● **Exercise input**
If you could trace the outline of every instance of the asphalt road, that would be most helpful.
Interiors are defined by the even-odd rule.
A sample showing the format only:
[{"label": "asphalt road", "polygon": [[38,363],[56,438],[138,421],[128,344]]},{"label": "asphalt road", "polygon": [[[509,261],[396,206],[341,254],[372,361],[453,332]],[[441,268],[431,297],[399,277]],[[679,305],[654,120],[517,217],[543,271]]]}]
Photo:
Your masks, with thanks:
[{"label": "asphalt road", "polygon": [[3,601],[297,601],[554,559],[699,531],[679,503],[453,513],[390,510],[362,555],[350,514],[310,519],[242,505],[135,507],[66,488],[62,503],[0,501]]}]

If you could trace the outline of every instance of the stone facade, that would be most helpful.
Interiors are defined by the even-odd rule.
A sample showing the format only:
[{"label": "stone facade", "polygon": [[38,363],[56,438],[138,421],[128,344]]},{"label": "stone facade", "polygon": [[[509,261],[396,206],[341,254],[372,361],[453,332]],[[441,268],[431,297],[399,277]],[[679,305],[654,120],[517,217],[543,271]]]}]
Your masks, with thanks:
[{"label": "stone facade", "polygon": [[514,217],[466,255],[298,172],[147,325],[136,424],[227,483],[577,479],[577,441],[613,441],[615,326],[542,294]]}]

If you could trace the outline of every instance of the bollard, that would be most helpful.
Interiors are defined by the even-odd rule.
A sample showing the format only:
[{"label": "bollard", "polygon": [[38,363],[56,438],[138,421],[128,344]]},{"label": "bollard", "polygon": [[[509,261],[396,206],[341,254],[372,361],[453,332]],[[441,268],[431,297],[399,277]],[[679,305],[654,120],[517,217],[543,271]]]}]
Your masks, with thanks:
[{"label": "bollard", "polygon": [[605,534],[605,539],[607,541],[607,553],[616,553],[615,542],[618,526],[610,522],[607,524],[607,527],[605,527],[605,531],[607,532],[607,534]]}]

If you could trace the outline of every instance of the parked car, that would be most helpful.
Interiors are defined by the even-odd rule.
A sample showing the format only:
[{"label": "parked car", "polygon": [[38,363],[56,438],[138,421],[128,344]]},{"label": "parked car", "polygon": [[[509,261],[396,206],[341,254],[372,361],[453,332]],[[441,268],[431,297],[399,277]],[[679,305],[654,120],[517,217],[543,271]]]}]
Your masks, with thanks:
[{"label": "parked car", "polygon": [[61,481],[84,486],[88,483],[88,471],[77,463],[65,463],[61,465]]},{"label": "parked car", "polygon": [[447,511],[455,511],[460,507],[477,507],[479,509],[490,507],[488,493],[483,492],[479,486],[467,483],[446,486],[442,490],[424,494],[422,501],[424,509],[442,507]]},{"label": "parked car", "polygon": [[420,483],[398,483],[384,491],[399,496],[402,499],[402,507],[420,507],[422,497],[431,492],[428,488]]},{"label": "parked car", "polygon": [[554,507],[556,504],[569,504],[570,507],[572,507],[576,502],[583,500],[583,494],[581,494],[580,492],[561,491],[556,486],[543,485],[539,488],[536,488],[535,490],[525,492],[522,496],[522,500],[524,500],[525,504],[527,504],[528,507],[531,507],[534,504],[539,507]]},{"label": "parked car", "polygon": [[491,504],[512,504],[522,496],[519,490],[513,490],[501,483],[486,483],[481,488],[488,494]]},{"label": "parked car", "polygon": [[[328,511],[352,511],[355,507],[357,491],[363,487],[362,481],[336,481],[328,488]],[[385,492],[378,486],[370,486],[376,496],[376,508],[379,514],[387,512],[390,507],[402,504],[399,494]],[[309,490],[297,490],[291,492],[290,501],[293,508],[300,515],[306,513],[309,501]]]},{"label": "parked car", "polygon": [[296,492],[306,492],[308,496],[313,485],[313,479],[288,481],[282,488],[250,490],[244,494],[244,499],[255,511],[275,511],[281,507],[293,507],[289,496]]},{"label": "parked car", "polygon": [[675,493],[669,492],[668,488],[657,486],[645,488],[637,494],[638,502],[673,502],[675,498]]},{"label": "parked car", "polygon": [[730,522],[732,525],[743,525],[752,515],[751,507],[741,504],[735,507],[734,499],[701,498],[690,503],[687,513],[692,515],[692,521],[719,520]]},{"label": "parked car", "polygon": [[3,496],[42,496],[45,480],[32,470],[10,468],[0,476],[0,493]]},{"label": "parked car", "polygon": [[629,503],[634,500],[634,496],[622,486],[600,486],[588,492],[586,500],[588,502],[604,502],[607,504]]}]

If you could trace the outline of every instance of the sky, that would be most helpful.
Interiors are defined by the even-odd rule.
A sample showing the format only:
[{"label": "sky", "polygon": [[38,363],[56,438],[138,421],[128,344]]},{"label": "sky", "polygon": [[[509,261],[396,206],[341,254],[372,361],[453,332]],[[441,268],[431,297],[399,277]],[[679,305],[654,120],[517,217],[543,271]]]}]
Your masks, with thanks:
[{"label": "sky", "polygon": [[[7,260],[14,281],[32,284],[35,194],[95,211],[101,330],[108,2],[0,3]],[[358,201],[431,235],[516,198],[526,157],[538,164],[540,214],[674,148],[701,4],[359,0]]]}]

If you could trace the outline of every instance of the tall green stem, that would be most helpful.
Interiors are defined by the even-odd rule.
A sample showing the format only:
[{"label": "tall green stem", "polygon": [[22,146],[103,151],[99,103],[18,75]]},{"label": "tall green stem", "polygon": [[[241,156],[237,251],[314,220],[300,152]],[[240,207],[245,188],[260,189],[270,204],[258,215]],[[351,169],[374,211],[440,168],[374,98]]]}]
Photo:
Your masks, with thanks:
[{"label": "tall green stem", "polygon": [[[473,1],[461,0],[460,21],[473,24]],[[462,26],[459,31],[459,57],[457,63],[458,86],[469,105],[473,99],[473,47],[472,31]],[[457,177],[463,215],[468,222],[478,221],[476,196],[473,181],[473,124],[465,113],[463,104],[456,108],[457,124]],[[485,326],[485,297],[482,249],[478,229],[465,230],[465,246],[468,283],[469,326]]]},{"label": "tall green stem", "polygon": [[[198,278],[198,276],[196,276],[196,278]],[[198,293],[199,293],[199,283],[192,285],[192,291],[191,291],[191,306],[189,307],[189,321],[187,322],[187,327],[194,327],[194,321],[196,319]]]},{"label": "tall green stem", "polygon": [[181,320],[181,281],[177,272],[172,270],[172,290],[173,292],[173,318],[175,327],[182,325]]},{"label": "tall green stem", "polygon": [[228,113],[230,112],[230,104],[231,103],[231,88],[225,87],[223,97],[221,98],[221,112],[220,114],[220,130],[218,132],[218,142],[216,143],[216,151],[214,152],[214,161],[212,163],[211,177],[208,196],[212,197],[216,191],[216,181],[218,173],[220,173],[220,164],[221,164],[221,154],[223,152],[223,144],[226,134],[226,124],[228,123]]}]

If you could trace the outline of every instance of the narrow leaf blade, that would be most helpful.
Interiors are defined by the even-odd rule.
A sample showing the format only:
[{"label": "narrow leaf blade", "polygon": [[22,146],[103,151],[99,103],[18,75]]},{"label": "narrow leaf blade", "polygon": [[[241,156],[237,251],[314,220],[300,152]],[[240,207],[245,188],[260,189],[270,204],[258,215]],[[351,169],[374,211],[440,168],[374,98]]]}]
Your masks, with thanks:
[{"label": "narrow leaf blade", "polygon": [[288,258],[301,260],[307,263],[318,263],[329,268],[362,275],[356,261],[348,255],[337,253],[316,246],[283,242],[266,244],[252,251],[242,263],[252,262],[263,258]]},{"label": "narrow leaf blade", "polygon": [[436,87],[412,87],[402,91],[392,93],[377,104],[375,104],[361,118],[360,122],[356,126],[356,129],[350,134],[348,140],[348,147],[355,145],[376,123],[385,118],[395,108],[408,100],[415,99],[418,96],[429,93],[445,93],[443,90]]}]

● **Aim of the task**
Quote the listing in full, please, keeping every line exact.

● **Solution to this problem**
If you could trace the outline of every instance of the asphalt road, that would be most helpful.
Interiors are defined by the even-odd rule.
A sample showing the format only:
[{"label": "asphalt road", "polygon": [[38,363],[56,438],[138,421],[128,344]]},{"label": "asphalt road", "polygon": [[[509,261],[396,206],[341,254],[372,361],[453,332]],[[441,268],[431,297],[399,277]],[[679,305],[654,120],[517,217],[543,271]]]}]
Photo:
Your masks, with thanks:
[{"label": "asphalt road", "polygon": [[3,601],[297,601],[554,559],[699,531],[679,503],[453,513],[390,510],[362,555],[350,514],[310,519],[242,505],[135,507],[66,488],[62,503],[0,501]]}]

If you could trace the outline of every instance of the stone facade, that would be most helpful.
Interiors are defined by the even-odd rule.
A sample showing the format only:
[{"label": "stone facade", "polygon": [[38,363],[56,438],[138,421],[128,344]]},{"label": "stone facade", "polygon": [[[509,261],[396,206],[341,254],[372,361],[453,332]],[[441,268],[431,297],[399,277]],[[679,305],[654,120],[517,217],[543,271]]]}]
Your masks, with thanks:
[{"label": "stone facade", "polygon": [[514,217],[466,255],[298,172],[147,325],[136,424],[227,483],[577,479],[577,441],[613,441],[615,326],[542,294]]}]

If you could trace the outline of every instance of the bollard, that would be most helpful.
Interiors are defined by the even-odd rule.
A sample showing the format only:
[{"label": "bollard", "polygon": [[38,363],[56,438],[138,421],[128,344]]},{"label": "bollard", "polygon": [[[509,261],[396,206],[341,254],[372,361],[453,332]],[[441,268],[431,297],[399,277]],[[679,305],[654,120],[517,217],[543,271]]]}]
Your masks, with thanks:
[{"label": "bollard", "polygon": [[605,534],[605,539],[607,541],[607,553],[616,553],[615,542],[618,526],[610,522],[607,524],[607,527],[605,527],[605,531],[607,532],[607,534]]}]

If you could trace the outline of every instance of the parked car, that would be most helpful.
Interiors are defined by the even-odd rule.
A sample showing the format only:
[{"label": "parked car", "polygon": [[38,363],[56,438],[138,421],[128,344]]},{"label": "parked car", "polygon": [[[509,261],[396,206],[341,254],[372,361],[453,332]],[[441,268],[431,297],[399,277]],[[679,305],[654,120],[517,217],[543,271]]]}]
Your masks, with thanks:
[{"label": "parked car", "polygon": [[61,481],[84,486],[88,483],[88,471],[77,463],[65,463],[61,465]]},{"label": "parked car", "polygon": [[447,511],[455,511],[460,507],[477,507],[479,509],[490,507],[488,493],[483,492],[479,486],[467,483],[446,486],[442,490],[424,494],[422,501],[424,509],[442,507]]},{"label": "parked car", "polygon": [[420,483],[398,483],[384,491],[399,496],[402,499],[402,507],[420,507],[422,497],[431,492],[428,488]]},{"label": "parked car", "polygon": [[554,507],[556,504],[569,504],[570,507],[572,507],[576,502],[583,500],[583,494],[581,494],[580,492],[561,491],[556,486],[543,485],[539,488],[536,488],[535,490],[525,492],[522,496],[522,500],[524,500],[525,504],[527,504],[528,507],[531,507],[534,504],[539,507]]},{"label": "parked car", "polygon": [[491,504],[512,504],[522,496],[519,490],[513,490],[501,483],[486,483],[481,488],[488,494]]},{"label": "parked car", "polygon": [[[328,511],[352,511],[355,507],[357,491],[363,487],[362,481],[336,481],[328,488]],[[385,492],[378,486],[370,486],[376,496],[376,508],[379,514],[387,512],[390,507],[402,504],[399,494]],[[309,490],[297,490],[291,492],[290,501],[293,508],[300,515],[306,513],[309,501]]]},{"label": "parked car", "polygon": [[296,492],[306,492],[308,496],[313,485],[313,479],[288,481],[282,488],[250,490],[244,494],[244,499],[255,511],[275,511],[281,507],[293,507],[289,496]]},{"label": "parked car", "polygon": [[675,493],[669,492],[668,488],[657,486],[645,488],[637,494],[638,502],[673,502],[675,498]]},{"label": "parked car", "polygon": [[730,522],[732,525],[743,525],[752,515],[751,507],[741,504],[735,507],[734,499],[701,498],[690,503],[687,513],[692,515],[692,521],[719,520]]},{"label": "parked car", "polygon": [[3,496],[42,496],[45,480],[32,470],[10,468],[0,476],[0,493]]},{"label": "parked car", "polygon": [[629,503],[634,500],[634,496],[622,486],[600,486],[588,492],[586,500],[588,502],[604,502],[607,504]]}]

If you could trace the outline of every instance of the sky, that would be most helpful.
Interiors are defined by the even-odd rule.
A sample showing the format only:
[{"label": "sky", "polygon": [[38,363],[56,438],[138,421],[128,344]]},{"label": "sky", "polygon": [[[509,261],[396,206],[341,254],[372,361],[453,332]],[[441,268],[431,297],[399,277]],[[679,305],[654,120],[517,217],[543,271]]]}]
Your masks, with thanks:
[{"label": "sky", "polygon": [[[7,260],[14,281],[32,284],[35,194],[95,211],[101,330],[108,2],[0,3]],[[358,201],[431,235],[516,198],[526,157],[538,164],[540,214],[674,148],[701,4],[359,0]]]}]

If you could trace the outline of every instance of the tall green stem, that would be most helpful.
Interiors are defined by the even-odd rule.
A sample showing the format only:
[{"label": "tall green stem", "polygon": [[22,146],[103,151],[99,103],[18,75]]},{"label": "tall green stem", "polygon": [[[241,156],[237,251],[314,220],[300,152]],[[240,207],[245,188],[260,189],[270,204],[258,215]],[[351,169],[374,211],[440,168],[374,98]]]}]
Photo:
Your masks, with thanks:
[{"label": "tall green stem", "polygon": [[[473,1],[461,0],[460,21],[473,24]],[[462,26],[459,31],[459,57],[457,63],[458,86],[469,105],[473,99],[473,47],[472,31]],[[457,177],[463,215],[468,222],[478,221],[476,196],[473,181],[473,124],[465,113],[463,104],[456,108],[457,124]],[[485,326],[485,297],[482,249],[478,229],[465,230],[465,246],[468,283],[469,326]]]},{"label": "tall green stem", "polygon": [[[198,278],[198,276],[196,276],[196,278]],[[198,293],[199,293],[199,283],[192,285],[192,291],[191,291],[191,306],[189,307],[189,321],[187,322],[187,327],[194,327],[194,321],[196,319]]]},{"label": "tall green stem", "polygon": [[181,320],[181,281],[177,272],[172,270],[172,290],[173,292],[173,318],[175,327],[182,325]]},{"label": "tall green stem", "polygon": [[228,113],[230,112],[230,104],[231,103],[231,88],[225,87],[223,97],[221,98],[221,112],[220,114],[220,130],[218,132],[218,142],[216,143],[216,151],[214,152],[214,161],[212,163],[211,177],[208,196],[212,197],[216,191],[216,181],[218,173],[220,173],[220,164],[221,164],[221,154],[223,152],[223,144],[226,134],[226,124],[228,123]]}]

If you could trace the outline of every instance of the narrow leaf blade, that would be most helpful.
Interiors are defined by the even-odd rule.
A sample showing the format only:
[{"label": "narrow leaf blade", "polygon": [[22,146],[103,151],[99,103],[18,75]]},{"label": "narrow leaf blade", "polygon": [[[241,156],[237,251],[314,220],[300,152]],[[240,207],[245,188],[260,189],[270,204],[258,215]],[[351,169],[374,211],[440,168],[374,98]]]}]
Your masks, with thanks:
[{"label": "narrow leaf blade", "polygon": [[288,258],[301,260],[307,263],[318,263],[329,268],[362,275],[356,261],[348,255],[337,253],[316,246],[283,242],[266,244],[252,251],[242,263],[252,262],[263,258]]},{"label": "narrow leaf blade", "polygon": [[436,87],[412,87],[402,91],[392,93],[377,104],[375,104],[361,118],[360,122],[356,126],[356,129],[350,134],[348,140],[348,147],[355,145],[376,123],[385,118],[395,108],[408,100],[415,99],[418,96],[429,93],[445,93],[443,90]]}]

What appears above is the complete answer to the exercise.